**Saved entries:**
=====

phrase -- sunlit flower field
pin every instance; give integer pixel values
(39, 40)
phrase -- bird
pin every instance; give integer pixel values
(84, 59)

=====

**ASSIGNMENT:**
Take from the entries every line that has the string "phrase".

**TASK RESULT:**
phrase -- sunlit flower field
phrase -- bird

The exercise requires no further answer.